— Begin —
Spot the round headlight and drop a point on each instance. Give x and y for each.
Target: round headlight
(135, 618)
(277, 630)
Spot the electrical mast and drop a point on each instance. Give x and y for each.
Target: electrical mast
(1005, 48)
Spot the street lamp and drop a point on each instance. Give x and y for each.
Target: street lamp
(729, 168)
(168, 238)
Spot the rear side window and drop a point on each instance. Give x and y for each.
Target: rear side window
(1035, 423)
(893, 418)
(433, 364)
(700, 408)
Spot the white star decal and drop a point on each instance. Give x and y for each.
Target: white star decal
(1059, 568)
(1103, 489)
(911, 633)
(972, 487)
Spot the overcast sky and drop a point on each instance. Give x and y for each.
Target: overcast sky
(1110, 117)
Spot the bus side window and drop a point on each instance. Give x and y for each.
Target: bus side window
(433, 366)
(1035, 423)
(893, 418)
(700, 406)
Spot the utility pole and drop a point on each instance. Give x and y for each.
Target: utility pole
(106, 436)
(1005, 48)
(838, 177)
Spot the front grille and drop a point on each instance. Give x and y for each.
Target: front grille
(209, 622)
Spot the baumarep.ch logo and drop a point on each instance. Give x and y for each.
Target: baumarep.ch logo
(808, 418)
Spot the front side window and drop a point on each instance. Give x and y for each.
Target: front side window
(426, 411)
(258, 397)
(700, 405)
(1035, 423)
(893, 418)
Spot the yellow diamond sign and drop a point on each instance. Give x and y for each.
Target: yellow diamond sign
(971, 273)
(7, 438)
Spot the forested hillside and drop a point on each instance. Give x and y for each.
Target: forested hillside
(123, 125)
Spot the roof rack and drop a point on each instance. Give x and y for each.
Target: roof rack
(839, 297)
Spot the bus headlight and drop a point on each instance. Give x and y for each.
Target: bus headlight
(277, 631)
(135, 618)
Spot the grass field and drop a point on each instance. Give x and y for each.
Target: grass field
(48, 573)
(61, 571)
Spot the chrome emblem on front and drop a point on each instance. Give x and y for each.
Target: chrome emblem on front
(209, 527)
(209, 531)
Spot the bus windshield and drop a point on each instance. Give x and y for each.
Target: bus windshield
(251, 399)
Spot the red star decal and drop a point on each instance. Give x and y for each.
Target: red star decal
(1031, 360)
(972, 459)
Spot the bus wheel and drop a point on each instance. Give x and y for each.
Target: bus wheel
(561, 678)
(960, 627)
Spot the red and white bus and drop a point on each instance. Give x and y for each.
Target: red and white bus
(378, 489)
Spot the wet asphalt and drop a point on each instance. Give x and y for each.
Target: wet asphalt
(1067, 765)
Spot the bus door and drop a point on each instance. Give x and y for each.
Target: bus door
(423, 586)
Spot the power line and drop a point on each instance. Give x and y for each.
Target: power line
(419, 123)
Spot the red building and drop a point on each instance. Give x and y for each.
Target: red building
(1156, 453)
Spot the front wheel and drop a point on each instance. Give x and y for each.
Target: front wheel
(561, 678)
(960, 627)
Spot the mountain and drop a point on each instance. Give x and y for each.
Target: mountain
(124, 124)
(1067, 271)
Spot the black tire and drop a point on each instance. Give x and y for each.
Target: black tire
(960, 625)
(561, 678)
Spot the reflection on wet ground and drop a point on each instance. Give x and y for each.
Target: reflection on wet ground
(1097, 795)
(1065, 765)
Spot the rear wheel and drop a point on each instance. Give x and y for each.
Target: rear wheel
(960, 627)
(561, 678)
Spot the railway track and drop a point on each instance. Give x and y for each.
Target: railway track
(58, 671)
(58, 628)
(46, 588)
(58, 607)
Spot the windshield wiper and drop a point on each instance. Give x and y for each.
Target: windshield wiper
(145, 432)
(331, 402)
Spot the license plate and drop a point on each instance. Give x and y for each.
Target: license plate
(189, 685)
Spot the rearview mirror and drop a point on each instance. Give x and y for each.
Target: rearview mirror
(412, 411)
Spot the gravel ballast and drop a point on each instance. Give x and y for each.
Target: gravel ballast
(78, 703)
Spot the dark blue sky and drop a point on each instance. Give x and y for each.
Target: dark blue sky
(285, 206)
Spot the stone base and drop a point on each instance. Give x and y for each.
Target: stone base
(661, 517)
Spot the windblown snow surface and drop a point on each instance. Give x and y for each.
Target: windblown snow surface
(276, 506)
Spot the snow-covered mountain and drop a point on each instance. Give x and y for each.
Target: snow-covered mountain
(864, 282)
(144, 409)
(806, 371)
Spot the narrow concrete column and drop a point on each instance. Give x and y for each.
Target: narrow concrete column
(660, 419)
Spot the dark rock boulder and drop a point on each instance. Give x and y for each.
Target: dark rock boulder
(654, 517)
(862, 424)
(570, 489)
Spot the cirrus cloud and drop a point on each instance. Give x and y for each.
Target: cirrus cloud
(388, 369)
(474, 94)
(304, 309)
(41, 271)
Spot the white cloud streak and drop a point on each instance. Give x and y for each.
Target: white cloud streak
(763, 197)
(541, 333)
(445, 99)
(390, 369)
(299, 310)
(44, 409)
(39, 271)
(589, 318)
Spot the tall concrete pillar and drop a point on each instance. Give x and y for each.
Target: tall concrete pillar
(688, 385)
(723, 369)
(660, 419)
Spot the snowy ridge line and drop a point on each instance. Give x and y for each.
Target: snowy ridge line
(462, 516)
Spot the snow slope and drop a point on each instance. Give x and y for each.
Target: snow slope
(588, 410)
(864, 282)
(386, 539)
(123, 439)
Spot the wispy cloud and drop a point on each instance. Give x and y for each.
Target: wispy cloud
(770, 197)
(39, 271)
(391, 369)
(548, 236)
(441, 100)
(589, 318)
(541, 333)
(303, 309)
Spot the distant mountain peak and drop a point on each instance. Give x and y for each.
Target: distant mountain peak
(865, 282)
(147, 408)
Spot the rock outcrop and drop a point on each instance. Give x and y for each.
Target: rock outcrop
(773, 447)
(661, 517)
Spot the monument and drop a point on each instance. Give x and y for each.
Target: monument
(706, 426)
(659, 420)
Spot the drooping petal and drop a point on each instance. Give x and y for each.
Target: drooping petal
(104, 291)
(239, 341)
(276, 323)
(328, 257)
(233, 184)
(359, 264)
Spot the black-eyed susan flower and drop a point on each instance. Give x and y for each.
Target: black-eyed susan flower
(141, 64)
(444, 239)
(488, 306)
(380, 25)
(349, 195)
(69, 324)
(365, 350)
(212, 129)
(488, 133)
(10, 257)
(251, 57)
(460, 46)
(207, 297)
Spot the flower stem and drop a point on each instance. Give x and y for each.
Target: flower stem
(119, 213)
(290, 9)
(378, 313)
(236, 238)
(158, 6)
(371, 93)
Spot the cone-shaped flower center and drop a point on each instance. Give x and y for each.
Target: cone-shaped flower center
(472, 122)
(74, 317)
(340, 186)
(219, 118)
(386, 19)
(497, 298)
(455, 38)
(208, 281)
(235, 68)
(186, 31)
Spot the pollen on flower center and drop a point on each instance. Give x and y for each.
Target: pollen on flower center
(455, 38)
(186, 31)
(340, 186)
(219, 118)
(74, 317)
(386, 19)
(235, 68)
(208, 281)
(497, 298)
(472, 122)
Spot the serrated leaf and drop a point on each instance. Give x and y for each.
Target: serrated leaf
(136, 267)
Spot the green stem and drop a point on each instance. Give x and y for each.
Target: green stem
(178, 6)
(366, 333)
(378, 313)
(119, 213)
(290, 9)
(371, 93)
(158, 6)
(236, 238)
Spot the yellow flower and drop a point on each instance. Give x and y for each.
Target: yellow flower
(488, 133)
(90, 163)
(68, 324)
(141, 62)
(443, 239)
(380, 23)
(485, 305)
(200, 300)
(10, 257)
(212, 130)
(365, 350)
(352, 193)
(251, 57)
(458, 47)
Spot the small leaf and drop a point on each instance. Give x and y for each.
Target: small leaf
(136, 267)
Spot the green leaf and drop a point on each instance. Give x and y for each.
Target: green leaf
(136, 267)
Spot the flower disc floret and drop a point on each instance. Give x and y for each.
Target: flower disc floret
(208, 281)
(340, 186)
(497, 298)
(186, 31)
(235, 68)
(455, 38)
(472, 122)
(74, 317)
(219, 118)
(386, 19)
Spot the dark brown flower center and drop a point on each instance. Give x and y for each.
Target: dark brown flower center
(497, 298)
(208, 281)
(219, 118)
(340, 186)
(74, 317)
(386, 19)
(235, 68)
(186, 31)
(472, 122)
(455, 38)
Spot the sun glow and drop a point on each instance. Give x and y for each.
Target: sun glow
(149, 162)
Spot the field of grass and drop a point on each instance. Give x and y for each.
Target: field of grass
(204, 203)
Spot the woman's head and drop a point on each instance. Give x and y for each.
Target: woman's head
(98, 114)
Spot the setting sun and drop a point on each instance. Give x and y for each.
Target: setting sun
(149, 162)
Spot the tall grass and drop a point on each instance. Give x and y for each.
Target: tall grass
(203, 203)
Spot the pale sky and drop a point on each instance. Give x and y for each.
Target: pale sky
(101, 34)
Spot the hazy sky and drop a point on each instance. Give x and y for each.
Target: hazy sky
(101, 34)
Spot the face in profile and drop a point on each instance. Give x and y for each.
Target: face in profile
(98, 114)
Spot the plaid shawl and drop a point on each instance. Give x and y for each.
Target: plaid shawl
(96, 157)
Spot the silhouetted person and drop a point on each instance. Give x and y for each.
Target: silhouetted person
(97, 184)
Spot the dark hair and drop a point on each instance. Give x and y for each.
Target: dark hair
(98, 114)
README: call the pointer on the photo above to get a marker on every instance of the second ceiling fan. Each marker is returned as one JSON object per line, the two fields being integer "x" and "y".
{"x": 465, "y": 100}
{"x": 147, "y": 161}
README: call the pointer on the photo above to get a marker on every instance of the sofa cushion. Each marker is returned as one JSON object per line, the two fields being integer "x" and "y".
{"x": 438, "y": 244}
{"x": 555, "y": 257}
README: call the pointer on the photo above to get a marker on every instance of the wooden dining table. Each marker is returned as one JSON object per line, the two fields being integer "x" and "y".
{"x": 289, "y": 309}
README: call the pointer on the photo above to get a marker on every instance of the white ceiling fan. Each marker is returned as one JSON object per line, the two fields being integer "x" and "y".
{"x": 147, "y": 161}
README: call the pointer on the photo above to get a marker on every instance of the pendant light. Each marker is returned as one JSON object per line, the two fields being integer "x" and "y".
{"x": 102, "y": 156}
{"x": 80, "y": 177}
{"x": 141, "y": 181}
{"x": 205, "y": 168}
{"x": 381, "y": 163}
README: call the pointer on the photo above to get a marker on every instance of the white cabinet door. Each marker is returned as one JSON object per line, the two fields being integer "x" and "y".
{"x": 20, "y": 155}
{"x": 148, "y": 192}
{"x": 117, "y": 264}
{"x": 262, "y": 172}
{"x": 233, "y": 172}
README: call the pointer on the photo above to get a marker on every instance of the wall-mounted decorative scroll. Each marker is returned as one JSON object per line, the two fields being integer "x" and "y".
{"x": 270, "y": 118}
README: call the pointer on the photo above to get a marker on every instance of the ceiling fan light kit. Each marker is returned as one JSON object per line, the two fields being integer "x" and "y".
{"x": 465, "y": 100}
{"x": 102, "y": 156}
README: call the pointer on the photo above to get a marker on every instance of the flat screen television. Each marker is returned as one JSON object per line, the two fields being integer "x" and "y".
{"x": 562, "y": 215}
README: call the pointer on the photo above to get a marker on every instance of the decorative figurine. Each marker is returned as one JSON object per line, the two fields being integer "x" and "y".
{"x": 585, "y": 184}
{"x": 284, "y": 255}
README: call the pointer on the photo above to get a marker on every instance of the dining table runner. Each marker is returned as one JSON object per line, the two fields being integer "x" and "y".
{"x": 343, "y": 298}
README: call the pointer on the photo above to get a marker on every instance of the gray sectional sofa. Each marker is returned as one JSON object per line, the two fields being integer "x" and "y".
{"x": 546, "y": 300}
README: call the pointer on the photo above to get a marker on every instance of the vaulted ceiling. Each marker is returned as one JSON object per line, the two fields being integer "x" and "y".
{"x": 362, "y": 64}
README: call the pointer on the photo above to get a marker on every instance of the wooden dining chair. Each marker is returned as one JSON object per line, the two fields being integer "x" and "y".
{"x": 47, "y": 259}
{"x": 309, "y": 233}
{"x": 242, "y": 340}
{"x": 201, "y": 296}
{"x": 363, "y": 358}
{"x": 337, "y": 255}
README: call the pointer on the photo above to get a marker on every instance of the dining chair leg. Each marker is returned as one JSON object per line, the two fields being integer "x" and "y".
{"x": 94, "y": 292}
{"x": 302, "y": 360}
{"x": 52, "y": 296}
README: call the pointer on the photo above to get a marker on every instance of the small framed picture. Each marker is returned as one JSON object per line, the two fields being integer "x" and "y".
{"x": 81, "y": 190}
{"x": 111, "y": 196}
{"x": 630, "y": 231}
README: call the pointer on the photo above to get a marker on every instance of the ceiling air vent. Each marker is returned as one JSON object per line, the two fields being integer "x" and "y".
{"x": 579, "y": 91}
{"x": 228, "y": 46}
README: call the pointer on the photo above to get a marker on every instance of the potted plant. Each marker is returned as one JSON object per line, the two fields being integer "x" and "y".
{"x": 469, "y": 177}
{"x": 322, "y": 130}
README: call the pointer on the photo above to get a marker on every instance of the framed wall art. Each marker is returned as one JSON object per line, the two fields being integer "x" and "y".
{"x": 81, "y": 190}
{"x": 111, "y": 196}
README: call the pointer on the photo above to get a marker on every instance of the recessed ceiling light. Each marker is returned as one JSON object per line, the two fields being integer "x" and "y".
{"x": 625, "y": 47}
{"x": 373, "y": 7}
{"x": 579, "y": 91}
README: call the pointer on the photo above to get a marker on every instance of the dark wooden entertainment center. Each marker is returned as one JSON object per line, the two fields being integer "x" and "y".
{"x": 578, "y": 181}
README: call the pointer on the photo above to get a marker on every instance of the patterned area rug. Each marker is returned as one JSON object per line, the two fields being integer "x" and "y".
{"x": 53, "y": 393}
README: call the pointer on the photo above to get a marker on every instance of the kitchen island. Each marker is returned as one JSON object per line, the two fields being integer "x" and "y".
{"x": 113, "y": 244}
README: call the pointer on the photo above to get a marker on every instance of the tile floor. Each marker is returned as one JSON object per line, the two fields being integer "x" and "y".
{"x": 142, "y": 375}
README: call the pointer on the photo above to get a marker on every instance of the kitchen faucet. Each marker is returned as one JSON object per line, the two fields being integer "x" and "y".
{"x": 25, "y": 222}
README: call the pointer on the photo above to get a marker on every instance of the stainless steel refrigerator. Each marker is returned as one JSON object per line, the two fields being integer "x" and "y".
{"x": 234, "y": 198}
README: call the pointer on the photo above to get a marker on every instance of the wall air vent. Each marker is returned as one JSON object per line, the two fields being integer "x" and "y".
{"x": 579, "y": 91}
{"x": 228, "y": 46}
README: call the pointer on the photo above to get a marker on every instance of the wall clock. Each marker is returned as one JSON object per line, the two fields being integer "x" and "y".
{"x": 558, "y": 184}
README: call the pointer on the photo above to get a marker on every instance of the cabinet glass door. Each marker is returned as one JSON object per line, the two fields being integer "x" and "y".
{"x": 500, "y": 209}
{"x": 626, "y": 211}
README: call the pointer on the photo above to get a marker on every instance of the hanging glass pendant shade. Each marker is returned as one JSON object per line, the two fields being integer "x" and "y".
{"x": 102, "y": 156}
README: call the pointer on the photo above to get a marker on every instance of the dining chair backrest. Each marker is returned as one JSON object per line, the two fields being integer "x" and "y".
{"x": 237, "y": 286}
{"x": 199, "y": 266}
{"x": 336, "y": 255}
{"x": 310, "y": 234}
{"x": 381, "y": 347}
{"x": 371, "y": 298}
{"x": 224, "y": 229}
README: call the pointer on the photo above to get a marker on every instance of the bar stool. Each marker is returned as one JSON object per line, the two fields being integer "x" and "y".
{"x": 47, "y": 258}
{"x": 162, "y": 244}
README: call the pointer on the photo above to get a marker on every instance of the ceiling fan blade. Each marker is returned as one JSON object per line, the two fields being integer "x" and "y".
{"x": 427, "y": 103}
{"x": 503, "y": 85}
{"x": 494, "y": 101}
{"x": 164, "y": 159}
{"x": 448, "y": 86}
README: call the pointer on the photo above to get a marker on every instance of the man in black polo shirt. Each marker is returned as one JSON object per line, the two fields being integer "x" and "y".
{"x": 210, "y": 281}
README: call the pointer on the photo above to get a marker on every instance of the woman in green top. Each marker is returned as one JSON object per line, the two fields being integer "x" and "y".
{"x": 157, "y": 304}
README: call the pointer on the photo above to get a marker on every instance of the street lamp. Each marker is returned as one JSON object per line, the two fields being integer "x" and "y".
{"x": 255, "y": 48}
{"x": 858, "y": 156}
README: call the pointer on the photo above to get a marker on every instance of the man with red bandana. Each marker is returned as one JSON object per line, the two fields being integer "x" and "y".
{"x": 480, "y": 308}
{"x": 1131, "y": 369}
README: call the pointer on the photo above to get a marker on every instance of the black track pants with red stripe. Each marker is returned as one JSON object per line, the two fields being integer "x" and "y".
— End —
Task directions = Give back, exactly as written, the lines from the one with "of the woman" to the last line.

Final result =
README: call the pointer on the photo above to get a marker on every instance of the woman in green top. Each marker is returned as one JSON object per line, the two fields being integer "x" and "y".
{"x": 157, "y": 304}
README: call the pointer on the photo above to get a marker on every instance of the street lamp. Each marker is returned as one JSON object per line, the two fields being integer "x" and "y".
{"x": 255, "y": 48}
{"x": 858, "y": 156}
README: call the pointer on the photo above to get a marker on every instance of the man with red bandana. Each marker is returned as one JSON object per line, the two fields being integer "x" and "y".
{"x": 480, "y": 308}
{"x": 1131, "y": 369}
README: call the pointer on the photo above to get a marker on every instance of the black track pants with red stripe. Each marker is returned as one JSON object per line, the two fields being integer "x" and "y".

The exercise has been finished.